§ **Task**
Copy the lines below word for word, leaving out the pictures.

§ **Data for this task**
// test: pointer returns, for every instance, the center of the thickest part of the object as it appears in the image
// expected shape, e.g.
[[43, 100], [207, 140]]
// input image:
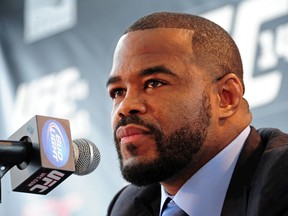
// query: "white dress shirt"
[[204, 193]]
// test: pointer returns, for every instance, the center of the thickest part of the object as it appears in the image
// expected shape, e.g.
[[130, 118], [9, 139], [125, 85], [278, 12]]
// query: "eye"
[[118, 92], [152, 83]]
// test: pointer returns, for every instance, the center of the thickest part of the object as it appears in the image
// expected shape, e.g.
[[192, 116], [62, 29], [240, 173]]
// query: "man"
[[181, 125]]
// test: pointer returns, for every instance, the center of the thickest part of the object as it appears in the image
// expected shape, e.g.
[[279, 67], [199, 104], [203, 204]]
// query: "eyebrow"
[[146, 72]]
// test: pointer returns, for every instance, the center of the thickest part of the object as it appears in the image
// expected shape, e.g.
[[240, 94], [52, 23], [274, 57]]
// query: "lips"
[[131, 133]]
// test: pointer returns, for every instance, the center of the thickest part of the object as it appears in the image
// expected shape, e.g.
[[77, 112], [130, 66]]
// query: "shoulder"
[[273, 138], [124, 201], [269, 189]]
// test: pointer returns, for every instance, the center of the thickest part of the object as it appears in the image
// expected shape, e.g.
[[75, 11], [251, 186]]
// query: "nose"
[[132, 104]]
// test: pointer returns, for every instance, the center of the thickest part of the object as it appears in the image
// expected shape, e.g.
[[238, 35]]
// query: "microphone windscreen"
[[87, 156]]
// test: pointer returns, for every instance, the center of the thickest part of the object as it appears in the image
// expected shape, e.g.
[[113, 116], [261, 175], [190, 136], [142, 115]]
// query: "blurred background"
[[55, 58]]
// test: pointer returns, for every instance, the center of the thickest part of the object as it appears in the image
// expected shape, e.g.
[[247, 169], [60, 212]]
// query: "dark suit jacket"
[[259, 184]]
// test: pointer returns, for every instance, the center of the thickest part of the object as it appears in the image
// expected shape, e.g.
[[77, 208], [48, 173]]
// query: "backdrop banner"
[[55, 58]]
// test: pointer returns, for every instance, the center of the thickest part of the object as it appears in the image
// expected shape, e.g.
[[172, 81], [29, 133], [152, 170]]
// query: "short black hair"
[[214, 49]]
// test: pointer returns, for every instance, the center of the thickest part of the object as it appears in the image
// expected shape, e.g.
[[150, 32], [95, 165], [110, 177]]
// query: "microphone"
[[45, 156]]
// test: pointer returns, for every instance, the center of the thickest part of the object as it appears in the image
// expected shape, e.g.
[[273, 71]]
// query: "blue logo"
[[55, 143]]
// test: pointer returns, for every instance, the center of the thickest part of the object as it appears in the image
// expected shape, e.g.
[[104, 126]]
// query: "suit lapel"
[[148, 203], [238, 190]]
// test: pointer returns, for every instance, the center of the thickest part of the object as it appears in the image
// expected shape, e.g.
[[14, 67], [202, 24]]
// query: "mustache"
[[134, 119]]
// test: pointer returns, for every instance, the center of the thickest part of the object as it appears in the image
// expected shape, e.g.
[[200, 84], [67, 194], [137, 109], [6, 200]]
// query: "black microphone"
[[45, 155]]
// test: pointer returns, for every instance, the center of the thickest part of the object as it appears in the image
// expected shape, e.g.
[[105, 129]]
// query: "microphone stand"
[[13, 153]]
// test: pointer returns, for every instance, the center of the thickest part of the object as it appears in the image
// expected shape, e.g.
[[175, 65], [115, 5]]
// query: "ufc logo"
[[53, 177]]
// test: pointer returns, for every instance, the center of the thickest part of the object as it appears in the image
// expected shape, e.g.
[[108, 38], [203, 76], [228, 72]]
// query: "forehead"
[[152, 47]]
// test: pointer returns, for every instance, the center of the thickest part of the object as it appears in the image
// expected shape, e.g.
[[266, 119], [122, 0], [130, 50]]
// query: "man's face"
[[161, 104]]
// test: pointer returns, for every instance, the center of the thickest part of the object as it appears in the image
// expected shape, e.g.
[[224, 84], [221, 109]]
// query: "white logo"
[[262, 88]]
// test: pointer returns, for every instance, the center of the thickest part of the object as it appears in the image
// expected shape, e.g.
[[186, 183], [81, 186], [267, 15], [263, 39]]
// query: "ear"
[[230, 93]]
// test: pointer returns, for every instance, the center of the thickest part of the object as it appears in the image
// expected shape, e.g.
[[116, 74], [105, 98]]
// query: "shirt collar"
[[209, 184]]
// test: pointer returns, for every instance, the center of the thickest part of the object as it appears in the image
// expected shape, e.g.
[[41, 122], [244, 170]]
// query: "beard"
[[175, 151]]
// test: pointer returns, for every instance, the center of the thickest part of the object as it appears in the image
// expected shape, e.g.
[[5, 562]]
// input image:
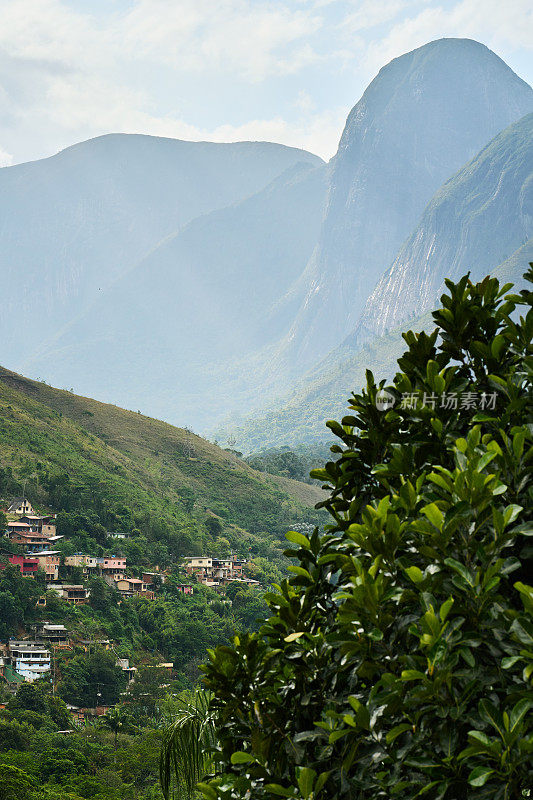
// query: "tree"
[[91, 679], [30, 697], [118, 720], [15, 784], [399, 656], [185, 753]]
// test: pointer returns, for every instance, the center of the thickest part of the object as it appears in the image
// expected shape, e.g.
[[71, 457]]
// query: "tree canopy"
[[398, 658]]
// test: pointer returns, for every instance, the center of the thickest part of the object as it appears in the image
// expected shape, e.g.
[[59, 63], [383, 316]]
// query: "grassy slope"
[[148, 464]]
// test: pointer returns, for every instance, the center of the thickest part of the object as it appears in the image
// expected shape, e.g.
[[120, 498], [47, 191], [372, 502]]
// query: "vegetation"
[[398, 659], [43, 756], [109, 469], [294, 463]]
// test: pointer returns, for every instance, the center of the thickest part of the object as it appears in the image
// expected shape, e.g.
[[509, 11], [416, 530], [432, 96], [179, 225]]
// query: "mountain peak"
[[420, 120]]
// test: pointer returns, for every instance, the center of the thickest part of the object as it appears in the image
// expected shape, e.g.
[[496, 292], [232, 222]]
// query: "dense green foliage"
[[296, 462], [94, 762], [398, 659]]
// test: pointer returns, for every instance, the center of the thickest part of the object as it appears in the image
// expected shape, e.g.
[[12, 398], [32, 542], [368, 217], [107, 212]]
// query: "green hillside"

§ **Output of the task**
// test: pointer returns, for every instance, the center of the thickest part of the object as it appears in the image
// expected shape, e.g.
[[43, 100], [207, 140]]
// input image:
// query: "white dress shirt"
[[204, 193]]
// test: pointer returns, for every instance, the center of the thickest part of the object as it appears in the image
// expected shape, e.g.
[[130, 118], [9, 139], [125, 85], [278, 12]]
// query: "eye"
[[118, 92], [152, 83]]
// test: pointer returns, for every instance, the center of the thickest part of the object as it appears in the image
// expected shape, e.g.
[[192, 116], [62, 29], [240, 173]]
// query: "man"
[[181, 125]]
// test: pointer returns, for every instance, the center of the thickest part of the object as it appears in the image
// expected shape, e.g.
[[279, 67], [199, 104], [203, 204]]
// query: "eyebrow"
[[146, 72]]
// test: pointer returns, for every instance, the center of the thickest part of the object as it appears in the image
// expected shape, e.g.
[[240, 94], [52, 23], [274, 57]]
// query: "lips"
[[131, 133]]
// test: pointer returns, for every instance, the center of the thickest part of the object as it appears in the image
// expected shape, e.g.
[[77, 112], [130, 66]]
// query: "shoulder"
[[273, 138], [124, 201], [269, 189]]
// test: pointer returns, for every instance, the center of the thickest part of the object as it appears in the image
// expected shape, e.g.
[[75, 11], [251, 186]]
// query: "nose"
[[132, 104]]
// test: pointer returns, for every instance, the center of the thickest part of the object as it appears in the image
// expected shape, e.g.
[[238, 35]]
// query: "microphone windscreen"
[[87, 156]]
// test: pointer returns, for every instance, the center of the thickest part of the object as it appears in the image
// expected shape, e.g.
[[113, 116], [261, 175], [190, 136], [142, 115]]
// query: "blurred background"
[[55, 58]]
// test: pointer returns, for every instance, the center of the thickest part of the object as it appears in the image
// expected shape, e.g.
[[247, 169], [60, 212]]
// query: "dark suit jacket"
[[259, 184]]
// test: pointer returns, for every instance, the center of the thickest part of the object as it appears in the image
// expected shape, e.g.
[[77, 208], [48, 173]]
// query: "backdrop banner"
[[55, 58]]
// test: pointer returns, for every instance, the center of the thickest part of the object as it appears in the image
// expected shape, e.g.
[[172, 81], [29, 133], [152, 170]]
// query: "short black hair"
[[214, 49]]
// test: pointer returns, for every instance, the center of the thickest part of the object as it appears in the image
// expected shape, e.g.
[[150, 32], [95, 165], [110, 177]]
// query: "microphone"
[[45, 156]]
// test: pointer returns, for every instance, the center of the thickest part of the object as it appears in the image
// expected shape, e.g.
[[273, 71]]
// query: "blue logo"
[[55, 143]]
// test: pointer returns, for every instance, the center of the thickest part of the object as it appears in the image
// expected shape, e.g.
[[104, 126]]
// query: "suit lapel"
[[148, 203], [238, 190]]
// test: pointer returns, for every instance, the center of the thickest part of the object as it appears in the image
// expected shape, e.g.
[[14, 67], [202, 24]]
// query: "mustache"
[[134, 119]]
// test: pointer returns, for every instance, the center of the thickest part of the object as it appears in the image
// expected shape, e.g.
[[200, 84], [67, 194], [137, 109], [6, 200]]
// query: "black microphone"
[[45, 155]]
// test: pointer returns, for every instance, the center of the thickest part of the object as it appears in the image
// expected shape, e.g.
[[105, 129]]
// query: "microphone stand"
[[13, 153]]
// test: pointer returns, for every instance, the center of the thickest part of the object as it appears in the image
// expected shape, e.g.
[[175, 65], [115, 5]]
// query: "ufc logo"
[[53, 177]]
// test: pointer returns, for every instance, the center of the thickest part of the object as it appears in the image
// expected shape, e.g.
[[108, 38], [203, 76], [228, 72]]
// query: "forehead"
[[152, 47]]
// test: pointer returns, for every instance, the center of the thickest part of the object as it appears in the image
// expected shape, e.g.
[[266, 119], [122, 0], [130, 50]]
// query: "man's face"
[[161, 104]]
// test: pointer returns, for every instance, the center of the thickest part of the object as it appears in the image
// expected shape, e.g.
[[224, 84], [221, 109]]
// query: "white logo"
[[262, 88]]
// test: pointer returns, for every instance, the center of the thickest part of the object as it appears in the image
// expected shape, e.g.
[[186, 183], [81, 186], [267, 15], [263, 39]]
// query: "ear"
[[230, 93]]
// test: pointer returns, for every instance, the center of the thickest part of the object as it appears in the image
// expected shape, e.g.
[[116, 74], [105, 98]]
// query: "shirt collar"
[[209, 184]]
// test: pointer returns, for every instance, the center of the thickest part of the object as it appears in the image
// expected shape, e.g.
[[41, 122], [244, 170]]
// query: "beard"
[[175, 151]]
// test: pointer returns, for every instance, the center of the thickest part of the object as it appears in the image
// expected shape, e.g.
[[5, 562]]
// input image:
// query: "tree"
[[91, 679], [30, 697], [118, 720], [15, 784], [399, 656], [185, 753]]
// test: pointer returns, for every instance, the center of the thickest part of the object as it appears in the image
// expected shape, e.g.
[[71, 457]]
// query: "tree canopy"
[[398, 658]]
// test: pointer returns, for every instance, the center of the thickest part of the object as it appears in the image
// expected shape, e.g.
[[59, 63], [383, 316]]
// query: "grassy slope"
[[148, 464]]
// test: pointer returns, for every instance, the center of the thickest part of the object as it appears in the image
// expected shape, e.g.
[[120, 498], [47, 191], [372, 502]]
// query: "vegetation"
[[398, 659], [43, 756], [109, 469], [294, 463]]
// test: pointer returns, for every instance, the center of the thickest part of the object as it appears in the image
// expected shape, e.g.
[[509, 11], [416, 530], [432, 96], [179, 225]]
// query: "mountain peak"
[[420, 120]]
// test: pointer returns, for every instance, the center of the thickest part of the object as it appears in the image
// expected shape, e.g.
[[496, 292], [232, 222]]
// query: "dense green foliage"
[[296, 462], [94, 762], [398, 659]]
// test: pointer returns, for every instance, the center of the thickest part of the object as it appears in the image
// expected shape, e.g.
[[12, 398], [32, 542], [368, 217], [107, 212]]
// query: "green hillside"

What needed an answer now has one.